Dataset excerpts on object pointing

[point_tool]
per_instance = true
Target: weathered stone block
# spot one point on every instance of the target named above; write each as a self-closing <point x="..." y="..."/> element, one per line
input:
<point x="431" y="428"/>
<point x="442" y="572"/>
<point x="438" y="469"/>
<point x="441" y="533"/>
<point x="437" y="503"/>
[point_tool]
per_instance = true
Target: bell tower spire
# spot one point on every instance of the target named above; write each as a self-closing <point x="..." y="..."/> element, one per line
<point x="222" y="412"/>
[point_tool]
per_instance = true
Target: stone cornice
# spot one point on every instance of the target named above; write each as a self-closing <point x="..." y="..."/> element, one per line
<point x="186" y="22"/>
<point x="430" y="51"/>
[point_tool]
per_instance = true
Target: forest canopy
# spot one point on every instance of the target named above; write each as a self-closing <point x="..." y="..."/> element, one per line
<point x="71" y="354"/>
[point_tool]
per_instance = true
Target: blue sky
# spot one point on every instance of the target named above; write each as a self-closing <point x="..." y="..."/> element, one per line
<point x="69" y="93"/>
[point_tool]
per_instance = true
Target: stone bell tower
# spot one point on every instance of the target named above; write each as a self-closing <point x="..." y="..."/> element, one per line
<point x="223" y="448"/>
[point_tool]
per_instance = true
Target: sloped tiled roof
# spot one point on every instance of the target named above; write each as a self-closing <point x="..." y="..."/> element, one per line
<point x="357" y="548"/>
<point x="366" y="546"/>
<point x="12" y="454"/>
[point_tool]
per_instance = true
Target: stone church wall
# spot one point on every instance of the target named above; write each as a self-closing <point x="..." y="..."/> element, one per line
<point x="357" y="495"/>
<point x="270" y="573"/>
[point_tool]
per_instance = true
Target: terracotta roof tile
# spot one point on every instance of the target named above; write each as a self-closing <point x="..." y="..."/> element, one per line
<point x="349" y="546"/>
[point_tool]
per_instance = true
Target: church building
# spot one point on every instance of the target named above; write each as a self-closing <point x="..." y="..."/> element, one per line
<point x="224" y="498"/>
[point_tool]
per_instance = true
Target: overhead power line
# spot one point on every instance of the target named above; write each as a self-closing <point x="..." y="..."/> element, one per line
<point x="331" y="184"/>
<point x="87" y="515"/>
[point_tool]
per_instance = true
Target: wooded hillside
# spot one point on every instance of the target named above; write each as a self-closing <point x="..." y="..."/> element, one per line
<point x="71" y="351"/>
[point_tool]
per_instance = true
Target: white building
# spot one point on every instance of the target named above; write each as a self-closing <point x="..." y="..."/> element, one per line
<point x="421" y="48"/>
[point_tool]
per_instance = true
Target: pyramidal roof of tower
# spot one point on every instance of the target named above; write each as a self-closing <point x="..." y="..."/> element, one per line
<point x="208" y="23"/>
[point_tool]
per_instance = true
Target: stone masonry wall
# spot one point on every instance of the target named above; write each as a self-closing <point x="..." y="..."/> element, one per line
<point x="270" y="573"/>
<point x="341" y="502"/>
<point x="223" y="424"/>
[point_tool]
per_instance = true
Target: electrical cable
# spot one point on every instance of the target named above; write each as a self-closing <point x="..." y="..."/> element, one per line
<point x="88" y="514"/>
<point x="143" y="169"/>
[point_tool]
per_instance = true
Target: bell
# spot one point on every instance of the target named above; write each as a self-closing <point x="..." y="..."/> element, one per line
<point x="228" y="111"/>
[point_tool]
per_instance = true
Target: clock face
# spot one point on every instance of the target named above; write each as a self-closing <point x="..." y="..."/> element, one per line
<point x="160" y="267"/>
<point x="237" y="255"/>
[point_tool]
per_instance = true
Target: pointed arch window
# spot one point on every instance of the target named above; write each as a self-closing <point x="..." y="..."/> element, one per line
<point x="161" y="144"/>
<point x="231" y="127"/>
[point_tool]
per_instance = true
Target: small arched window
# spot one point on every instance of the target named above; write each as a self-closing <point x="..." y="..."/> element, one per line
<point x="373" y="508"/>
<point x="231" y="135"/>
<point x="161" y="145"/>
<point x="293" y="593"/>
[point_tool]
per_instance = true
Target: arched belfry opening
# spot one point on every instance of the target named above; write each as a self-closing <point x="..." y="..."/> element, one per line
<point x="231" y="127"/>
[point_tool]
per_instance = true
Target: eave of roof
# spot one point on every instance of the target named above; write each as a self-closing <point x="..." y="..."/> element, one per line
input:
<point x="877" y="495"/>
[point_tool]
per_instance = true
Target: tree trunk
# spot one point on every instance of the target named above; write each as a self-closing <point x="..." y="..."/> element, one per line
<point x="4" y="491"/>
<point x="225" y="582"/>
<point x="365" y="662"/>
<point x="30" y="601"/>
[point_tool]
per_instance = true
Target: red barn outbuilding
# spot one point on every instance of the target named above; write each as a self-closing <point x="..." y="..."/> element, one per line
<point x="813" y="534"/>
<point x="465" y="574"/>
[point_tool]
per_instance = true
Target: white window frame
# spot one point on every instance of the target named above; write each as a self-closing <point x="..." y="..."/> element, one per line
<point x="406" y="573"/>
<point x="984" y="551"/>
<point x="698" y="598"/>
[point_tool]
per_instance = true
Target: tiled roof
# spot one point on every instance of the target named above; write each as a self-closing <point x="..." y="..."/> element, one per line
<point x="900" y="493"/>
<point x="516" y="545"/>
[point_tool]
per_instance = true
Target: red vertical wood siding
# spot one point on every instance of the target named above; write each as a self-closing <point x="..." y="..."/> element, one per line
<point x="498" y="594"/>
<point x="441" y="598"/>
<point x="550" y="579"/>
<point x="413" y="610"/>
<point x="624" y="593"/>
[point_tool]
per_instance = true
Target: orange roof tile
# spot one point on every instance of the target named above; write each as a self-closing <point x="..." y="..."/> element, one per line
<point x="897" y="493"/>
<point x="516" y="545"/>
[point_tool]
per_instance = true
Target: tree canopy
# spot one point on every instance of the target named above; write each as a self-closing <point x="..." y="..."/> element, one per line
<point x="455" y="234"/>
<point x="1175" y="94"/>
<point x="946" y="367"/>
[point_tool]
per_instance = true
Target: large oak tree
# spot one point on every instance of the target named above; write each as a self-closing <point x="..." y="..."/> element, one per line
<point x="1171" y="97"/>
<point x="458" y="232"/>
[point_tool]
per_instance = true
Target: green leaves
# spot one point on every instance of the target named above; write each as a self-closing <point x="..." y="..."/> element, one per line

§ **WORK TO BE COMPLETED**: Collect every line of the data above that contains the word "arched", treating uppercase and lowercase as different.

§ **RESPONSE**:
Target: small arched window
Target: arched belfry opening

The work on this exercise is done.